[start]
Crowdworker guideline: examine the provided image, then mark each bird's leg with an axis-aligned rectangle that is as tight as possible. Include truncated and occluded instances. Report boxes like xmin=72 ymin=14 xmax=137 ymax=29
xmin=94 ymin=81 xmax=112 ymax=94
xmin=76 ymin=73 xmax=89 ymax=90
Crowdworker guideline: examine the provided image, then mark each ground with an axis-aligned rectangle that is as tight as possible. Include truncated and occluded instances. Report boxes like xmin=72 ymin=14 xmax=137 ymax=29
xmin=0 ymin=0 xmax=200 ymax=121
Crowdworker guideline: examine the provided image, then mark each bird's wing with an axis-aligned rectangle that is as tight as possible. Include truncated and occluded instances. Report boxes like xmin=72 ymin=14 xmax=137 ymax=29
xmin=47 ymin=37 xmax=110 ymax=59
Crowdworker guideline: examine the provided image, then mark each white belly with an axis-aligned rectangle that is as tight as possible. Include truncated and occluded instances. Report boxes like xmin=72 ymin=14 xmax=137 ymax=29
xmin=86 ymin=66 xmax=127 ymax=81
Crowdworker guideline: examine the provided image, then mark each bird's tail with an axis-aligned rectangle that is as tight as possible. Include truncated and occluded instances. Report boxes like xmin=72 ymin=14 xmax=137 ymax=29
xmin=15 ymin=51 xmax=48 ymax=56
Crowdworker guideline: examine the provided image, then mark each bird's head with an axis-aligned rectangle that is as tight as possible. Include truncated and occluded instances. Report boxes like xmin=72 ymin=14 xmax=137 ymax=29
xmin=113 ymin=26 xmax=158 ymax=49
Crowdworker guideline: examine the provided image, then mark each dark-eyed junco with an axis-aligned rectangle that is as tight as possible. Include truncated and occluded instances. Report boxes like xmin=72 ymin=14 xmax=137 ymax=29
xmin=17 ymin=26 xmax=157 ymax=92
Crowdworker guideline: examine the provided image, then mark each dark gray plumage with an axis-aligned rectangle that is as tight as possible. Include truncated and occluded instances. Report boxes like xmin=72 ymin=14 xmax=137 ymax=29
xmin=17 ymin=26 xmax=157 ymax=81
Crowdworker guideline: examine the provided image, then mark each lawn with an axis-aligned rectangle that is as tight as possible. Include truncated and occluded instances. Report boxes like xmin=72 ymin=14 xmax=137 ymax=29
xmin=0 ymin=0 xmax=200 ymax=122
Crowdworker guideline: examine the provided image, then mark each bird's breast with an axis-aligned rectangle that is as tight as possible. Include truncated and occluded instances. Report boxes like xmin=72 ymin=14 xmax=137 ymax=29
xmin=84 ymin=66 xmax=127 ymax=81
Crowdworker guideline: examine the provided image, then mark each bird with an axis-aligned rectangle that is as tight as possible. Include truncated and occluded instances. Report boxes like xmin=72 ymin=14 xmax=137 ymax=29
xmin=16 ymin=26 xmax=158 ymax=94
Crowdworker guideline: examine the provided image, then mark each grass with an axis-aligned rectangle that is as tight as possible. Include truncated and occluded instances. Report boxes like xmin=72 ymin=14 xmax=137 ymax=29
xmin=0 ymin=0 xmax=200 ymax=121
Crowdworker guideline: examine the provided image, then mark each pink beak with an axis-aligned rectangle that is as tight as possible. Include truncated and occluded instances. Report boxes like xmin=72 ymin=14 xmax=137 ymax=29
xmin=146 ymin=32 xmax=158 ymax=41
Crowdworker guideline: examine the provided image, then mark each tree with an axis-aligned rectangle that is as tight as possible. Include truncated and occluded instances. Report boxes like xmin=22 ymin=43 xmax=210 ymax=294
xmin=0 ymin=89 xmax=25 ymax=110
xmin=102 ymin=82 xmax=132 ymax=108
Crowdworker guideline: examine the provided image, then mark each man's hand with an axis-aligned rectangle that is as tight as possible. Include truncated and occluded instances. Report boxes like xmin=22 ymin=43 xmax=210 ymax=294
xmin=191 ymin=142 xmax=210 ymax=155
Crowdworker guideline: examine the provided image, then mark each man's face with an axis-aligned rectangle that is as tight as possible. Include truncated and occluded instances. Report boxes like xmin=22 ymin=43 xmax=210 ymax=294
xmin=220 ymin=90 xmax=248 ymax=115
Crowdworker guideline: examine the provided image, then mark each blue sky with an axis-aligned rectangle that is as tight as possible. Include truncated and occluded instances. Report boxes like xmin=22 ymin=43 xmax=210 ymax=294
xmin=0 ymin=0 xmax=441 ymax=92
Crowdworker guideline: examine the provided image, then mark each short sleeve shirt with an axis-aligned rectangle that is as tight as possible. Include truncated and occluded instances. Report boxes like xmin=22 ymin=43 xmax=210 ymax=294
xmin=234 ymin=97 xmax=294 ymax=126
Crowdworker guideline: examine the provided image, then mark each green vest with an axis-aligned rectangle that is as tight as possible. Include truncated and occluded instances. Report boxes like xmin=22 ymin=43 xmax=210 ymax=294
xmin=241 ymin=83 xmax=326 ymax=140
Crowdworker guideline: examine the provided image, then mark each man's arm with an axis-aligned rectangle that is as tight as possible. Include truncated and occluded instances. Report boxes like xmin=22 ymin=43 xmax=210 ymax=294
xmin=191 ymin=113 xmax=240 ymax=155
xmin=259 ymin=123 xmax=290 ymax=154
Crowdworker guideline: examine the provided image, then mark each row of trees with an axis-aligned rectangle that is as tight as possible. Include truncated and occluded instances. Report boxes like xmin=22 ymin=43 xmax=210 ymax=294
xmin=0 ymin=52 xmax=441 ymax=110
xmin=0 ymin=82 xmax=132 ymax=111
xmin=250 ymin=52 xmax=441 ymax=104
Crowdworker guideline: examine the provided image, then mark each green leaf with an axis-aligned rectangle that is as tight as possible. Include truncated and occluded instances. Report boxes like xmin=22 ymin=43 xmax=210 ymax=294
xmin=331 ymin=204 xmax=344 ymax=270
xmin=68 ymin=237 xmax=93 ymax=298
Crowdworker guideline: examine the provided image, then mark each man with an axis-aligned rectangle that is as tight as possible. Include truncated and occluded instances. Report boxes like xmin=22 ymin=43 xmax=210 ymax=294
[end]
What the exercise asks: Please write out every one of the entries above, keeping each line unchanged.

Written solution:
Crowdworker guideline: examine the provided image, then mark each bird's leg with an axis-aligned rectangle that is as tight as possible. Include truncated and occluded instances. Report boxes like xmin=72 ymin=14 xmax=137 ymax=29
xmin=94 ymin=81 xmax=112 ymax=94
xmin=76 ymin=73 xmax=89 ymax=90
Crowdworker guideline: examine the provided image, then mark each ground with an axis-aligned rectangle that is as tight as possible. Include truncated and occluded instances. Report boxes like xmin=72 ymin=14 xmax=137 ymax=29
xmin=0 ymin=0 xmax=200 ymax=121
Crowdworker guideline: examine the provided image, then mark each bird's wing with an axis-aligned rectangle that is as tight as possible. Include truncated and occluded instances. Report boxes like xmin=72 ymin=14 xmax=137 ymax=29
xmin=47 ymin=37 xmax=110 ymax=59
Crowdworker guideline: examine the provided image, then mark each white belly with an axis-aligned rectangle that is as tight as possible. Include truncated and occluded instances. Report boxes like xmin=72 ymin=14 xmax=137 ymax=29
xmin=86 ymin=66 xmax=127 ymax=81
Crowdworker guideline: examine the provided image, then mark each bird's tail with an axis-aligned rectangle that is as tight as possible. Include truncated and occluded instances. Report boxes like xmin=72 ymin=14 xmax=137 ymax=29
xmin=15 ymin=51 xmax=48 ymax=56
Crowdworker guideline: examine the provided image, then mark each bird's head with an axis-aligned rectangle that is as tight as possible. Include truncated and occluded instances. Report boxes like xmin=72 ymin=14 xmax=137 ymax=29
xmin=113 ymin=26 xmax=158 ymax=49
Crowdworker guideline: examine the provided image, then mark each dark-eyed junco with an axis-aligned rectangle that is as tight as possible. Include truncated and occluded instances. Report boxes like xmin=72 ymin=14 xmax=137 ymax=29
xmin=17 ymin=26 xmax=157 ymax=92
Crowdworker guideline: examine the provided image, then mark each dark gray plumage with an axis-aligned rectangle that is as tight as possible. Include truncated and occluded instances. Report boxes like xmin=72 ymin=14 xmax=137 ymax=29
xmin=17 ymin=26 xmax=157 ymax=81
Crowdworker guideline: examine the provided image, then mark each lawn with an axis-aligned rectangle that is as tight as possible. Include truncated and occluded instances. Report boxes like xmin=72 ymin=14 xmax=137 ymax=29
xmin=0 ymin=0 xmax=200 ymax=122
Crowdworker guideline: examine the provided image, then mark each bird's breast with an axis-aligned rectangle that is as tight as possible. Include truncated and occluded instances. Report boxes like xmin=72 ymin=14 xmax=137 ymax=29
xmin=84 ymin=66 xmax=127 ymax=81
Crowdworker guideline: examine the provided image, then mark each bird with an axis-aligned rectangle that is as tight as possible. Include truncated and occluded instances. Report boxes like xmin=72 ymin=14 xmax=137 ymax=29
xmin=16 ymin=26 xmax=158 ymax=94
Crowdworker guideline: examine the provided image, then mark each grass with an axis-aligned rectangle that is as tight as possible. Include truncated and occluded instances. Report boxes like xmin=72 ymin=14 xmax=137 ymax=29
xmin=0 ymin=0 xmax=200 ymax=121
Crowdworker guideline: examine the provided image, then mark each pink beak with an axis-aligned rectangle that is as tight as possible. Include truncated and occluded instances. Report boxes like xmin=72 ymin=14 xmax=137 ymax=29
xmin=146 ymin=32 xmax=158 ymax=41
Crowdworker guideline: examine the provided image, then mark each tree with an axis-aligned rectangle that is as tight as possible. Include truncated and occluded instances. Report boxes like xmin=22 ymin=43 xmax=210 ymax=294
xmin=0 ymin=89 xmax=25 ymax=110
xmin=102 ymin=82 xmax=132 ymax=108
Crowdworker guideline: examine the provided image, then mark each man's hand with an axis-aligned rectangle that is as tight as possible. Include truncated and occluded instances. Report boxes like xmin=22 ymin=43 xmax=210 ymax=294
xmin=191 ymin=142 xmax=210 ymax=155
Crowdworker guideline: examine the provided image, then mark each man's face with an axis-aligned rectangle that is as tight as possible. Include truncated and occluded instances. Report boxes like xmin=22 ymin=43 xmax=210 ymax=294
xmin=220 ymin=90 xmax=248 ymax=115
Crowdworker guideline: examine the provided image, then mark each blue sky with an axis-aligned rectangle that is as tight as possible. Include truncated and occluded instances. Report boxes like xmin=22 ymin=43 xmax=210 ymax=294
xmin=0 ymin=0 xmax=441 ymax=92
Crowdworker guideline: examine the provided image, then mark each short sleeve shirt with an axis-aligned rectangle that is as tight as possible. Include truncated and occluded instances. Report boxes like xmin=22 ymin=43 xmax=210 ymax=294
xmin=234 ymin=97 xmax=294 ymax=126
Crowdworker guideline: examine the provided image, then mark each green vest with an axis-aligned rectangle that is as tight as possible. Include truncated and occluded instances. Report boxes like xmin=22 ymin=43 xmax=210 ymax=294
xmin=241 ymin=83 xmax=326 ymax=140
Crowdworker guideline: examine the provided image, then mark each man's arm with an axis-aligned rectangle that is as tight as possible. Include truncated and occluded instances. Report boxes like xmin=22 ymin=43 xmax=210 ymax=294
xmin=191 ymin=113 xmax=240 ymax=155
xmin=259 ymin=123 xmax=290 ymax=154
Crowdworker guideline: examine the provided image, then mark each row of trees with an axis-aligned rectangle that is as tight as possible. Include truncated and occluded instances. Report boxes like xmin=22 ymin=43 xmax=210 ymax=294
xmin=0 ymin=52 xmax=441 ymax=110
xmin=0 ymin=82 xmax=132 ymax=111
xmin=250 ymin=52 xmax=441 ymax=104
Crowdworker guideline: examine the provided image, then mark each green leaf with an axis-aligned rectangle that is as tight as possible. Include truncated and occluded instances. Report boxes like xmin=22 ymin=43 xmax=210 ymax=294
xmin=331 ymin=204 xmax=344 ymax=270
xmin=68 ymin=237 xmax=93 ymax=298
Crowdworker guideline: examine the provided image, then mark each man with an axis-aligned rectangle that is as tight as possible. Include truncated and occluded instances. Report boxes like xmin=22 ymin=43 xmax=210 ymax=294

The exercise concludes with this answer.